▶ Documento di origine
Tuttavia gli storici sono una categoria speciale, che conserva, rispetto al problema di questo Codice, una grande responsabilità . Dopo aver detto tra noi che tutti gli utenti sono uguali, diciamo però che ce n’è qualcuno più uguale degli altri, e questo qualcuno è certamente lo storico di professione. La sua chance in più rispetto agli altri è che lo storico l’ informazione la contestualizza. Lo storico, e qui sono d’accordo con Romanelli, che viene a contatto con un dato, anche di quelli sensibilissimi, è portato, se è un buono storico naturalmente, a contestualizzarlo.
Badate, assumo che questa etica professionale si applichi ad ogni storico, così come si assume che i medici e gli avvocati rispettino il loro codice etico. La professionalità dello storico si basa su un esercizio intellettuale che è l’esercizio della contestualizzazione, cioè lo storico non ricerca l’informazione per l’informazione, ma ricerca l’ informazione perché ha un’ipotesi generale di lavoro ed ha un quadro in cui l’informazione va a collocarsi.
Vorrei essere chiaro. Io non propongo un accesso privilegiato agli storici in quanto addetti ai lavori. Pongo però alla vostra attenzione questo punto: penso che la chance in più che ha lo storico possa servire come elemento per costruire il Codice; penso che gli storici possano contagiare virtuosamente anche le altre categorie che non possiedono questa dote professionale.

▶ Dati di riferimento
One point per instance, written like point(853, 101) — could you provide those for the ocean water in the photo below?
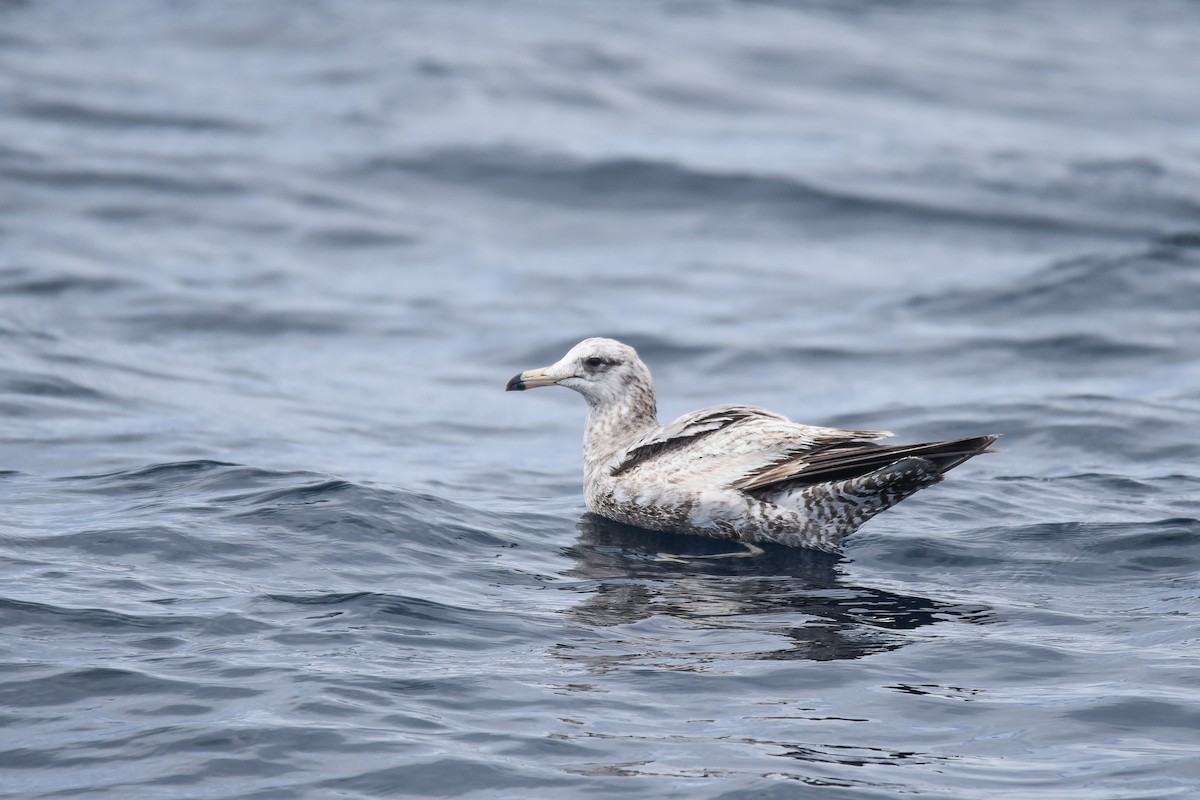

▶ Verifica comprensione
(a) Nel testo sugli storici, su quale esercizio intellettuale si basa la professionalità dello storico?
(b) Trasforma in un elenco puntato il paragrafo del testo sugli storici che comincia con "Vorrei essere chiaro", conservandone i contenuti principali.
(c) Riporta parola per parola il passo del testo sugli storici che inizia con "Badate, assumo che" e termina con "questa dote professionale.".
L'elenco riportato sopra non serve per svolgere il lavoro.

▶ Risposte scritte
(a) Sull'esercizio della contestualizzazione.

(b)
- Non si propone un accesso privilegiato agli storici in quanto addetti ai lavori.
- La chance in più dello storico potrebbe servire come elemento per costruire il Codice.
- Gli storici potrebbero contagiare virtuosamente anche le altre categorie che non possiedono questa dote professionale.

(c)
Badate, assumo che questa etica professionale si applichi ad ogni storico, così come si assume che i medici e gli avvocati rispettino il loro codice etico. La professionalità dello storico si basa su un esercizio intellettuale che è l’esercizio della contestualizzazione, cioè lo storico non ricerca l’informazione per l’informazione, ma ricerca l’ informazione perché ha un’ipotesi generale di lavoro ed ha un quadro in cui l’informazione va a collocarsi.
Vorrei essere chiaro. Io non propongo un accesso privilegiato agli storici in quanto addetti ai lavori. Pongo però alla vostra attenzione questo punto: penso che la chance in più che ha lo storico possa servire come elemento per costruire il Codice; penso che gli storici possano contagiare virtuosamente anche le altre categorie che non possiedono questa dote professionale.